### DATASET EXCERPTS
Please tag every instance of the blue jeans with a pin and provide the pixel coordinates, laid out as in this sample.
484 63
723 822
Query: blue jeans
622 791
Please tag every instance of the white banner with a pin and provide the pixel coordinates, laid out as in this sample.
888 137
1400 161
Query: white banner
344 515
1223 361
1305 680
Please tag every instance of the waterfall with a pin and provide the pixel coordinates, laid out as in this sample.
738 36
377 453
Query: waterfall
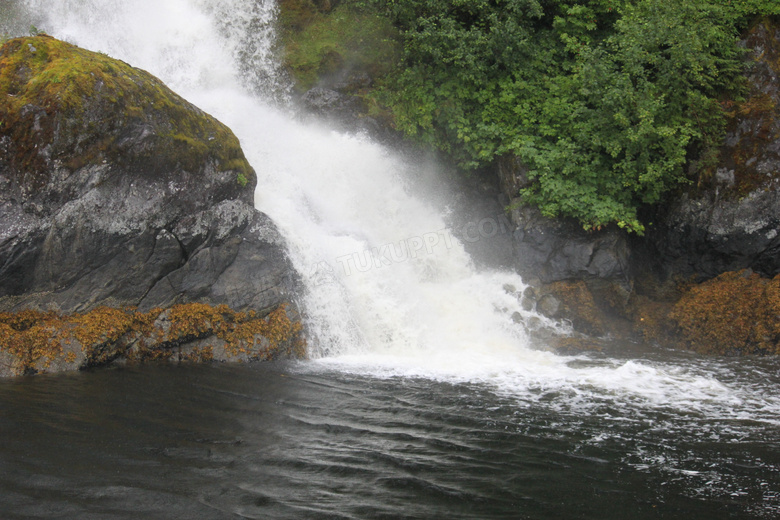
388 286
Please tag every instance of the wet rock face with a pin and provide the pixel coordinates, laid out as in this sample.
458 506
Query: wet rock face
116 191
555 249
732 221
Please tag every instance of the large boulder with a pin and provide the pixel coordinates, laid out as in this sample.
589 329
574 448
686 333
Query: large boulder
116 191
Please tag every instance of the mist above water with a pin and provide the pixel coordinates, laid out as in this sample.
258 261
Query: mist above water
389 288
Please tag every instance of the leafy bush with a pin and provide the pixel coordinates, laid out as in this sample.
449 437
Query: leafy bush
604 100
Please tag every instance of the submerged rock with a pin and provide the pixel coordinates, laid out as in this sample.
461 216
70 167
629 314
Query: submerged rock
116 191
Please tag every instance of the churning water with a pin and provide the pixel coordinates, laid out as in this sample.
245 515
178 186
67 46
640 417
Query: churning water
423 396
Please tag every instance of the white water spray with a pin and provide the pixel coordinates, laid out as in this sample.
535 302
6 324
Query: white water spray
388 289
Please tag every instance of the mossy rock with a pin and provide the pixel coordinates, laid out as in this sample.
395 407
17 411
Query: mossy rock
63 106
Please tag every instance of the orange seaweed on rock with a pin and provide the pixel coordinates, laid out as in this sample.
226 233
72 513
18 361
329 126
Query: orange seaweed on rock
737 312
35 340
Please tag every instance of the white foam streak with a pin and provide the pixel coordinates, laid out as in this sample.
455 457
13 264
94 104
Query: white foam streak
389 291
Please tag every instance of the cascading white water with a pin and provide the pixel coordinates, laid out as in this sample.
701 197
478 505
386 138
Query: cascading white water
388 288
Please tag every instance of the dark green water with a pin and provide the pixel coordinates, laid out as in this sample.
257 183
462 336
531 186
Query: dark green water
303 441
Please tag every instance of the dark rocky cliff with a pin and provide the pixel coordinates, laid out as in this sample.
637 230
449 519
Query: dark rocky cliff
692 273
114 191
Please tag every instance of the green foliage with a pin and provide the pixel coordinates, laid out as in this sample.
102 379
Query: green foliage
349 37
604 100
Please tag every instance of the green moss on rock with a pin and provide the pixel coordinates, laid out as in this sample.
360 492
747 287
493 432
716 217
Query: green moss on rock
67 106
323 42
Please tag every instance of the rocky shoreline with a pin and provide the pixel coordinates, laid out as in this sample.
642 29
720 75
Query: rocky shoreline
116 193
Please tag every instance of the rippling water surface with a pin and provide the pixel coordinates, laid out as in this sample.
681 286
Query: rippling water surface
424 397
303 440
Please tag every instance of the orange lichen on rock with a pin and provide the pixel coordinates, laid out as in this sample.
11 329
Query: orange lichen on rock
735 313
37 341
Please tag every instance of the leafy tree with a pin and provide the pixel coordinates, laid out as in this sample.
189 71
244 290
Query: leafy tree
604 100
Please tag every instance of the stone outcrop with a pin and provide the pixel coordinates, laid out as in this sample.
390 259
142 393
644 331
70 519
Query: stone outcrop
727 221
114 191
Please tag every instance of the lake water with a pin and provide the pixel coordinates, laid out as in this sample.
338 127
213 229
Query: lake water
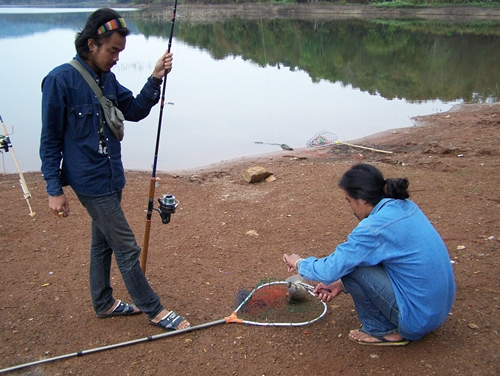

### WHAT IS NEEDED
Do not include the pictures. Quote only the lines from the line with "Please tag every instance of the rocky" through the end of the material, both ends included, exactly.

### WORKED SOLUTION
Please tag every instance of the rocky shoreline with a pin and provide the pixel coordinates, laid out as in this sample.
642 29
720 75
Query: rocky shoreline
116 193
Please tag every instance of the rippling water surface with a pin and provide the pixel coordinates, laid out as in this sample.
681 286
Query: rippling water surface
424 397
303 440
Please tag every instance of the orange lichen on rock with a pin and provide the pixel coordinates, laid out as in this sample.
11 329
Query: orange lichen on rock
735 313
37 341
Please tag every instance of the leafy tree with a pin and provide the pixel coordinates, laid out as in this sample.
189 71
244 290
Query: leafy tree
604 100
Please tag every instance of the stone outcrop with a pin and provide the pixel coordinates, laid out as in this sample.
390 259
142 393
644 331
70 519
Query: stone outcrop
727 221
114 191
Please tag every instance of the lake water with a pin and provide the pixel coordinates, laid out as in this sample.
338 127
213 229
Query: lake water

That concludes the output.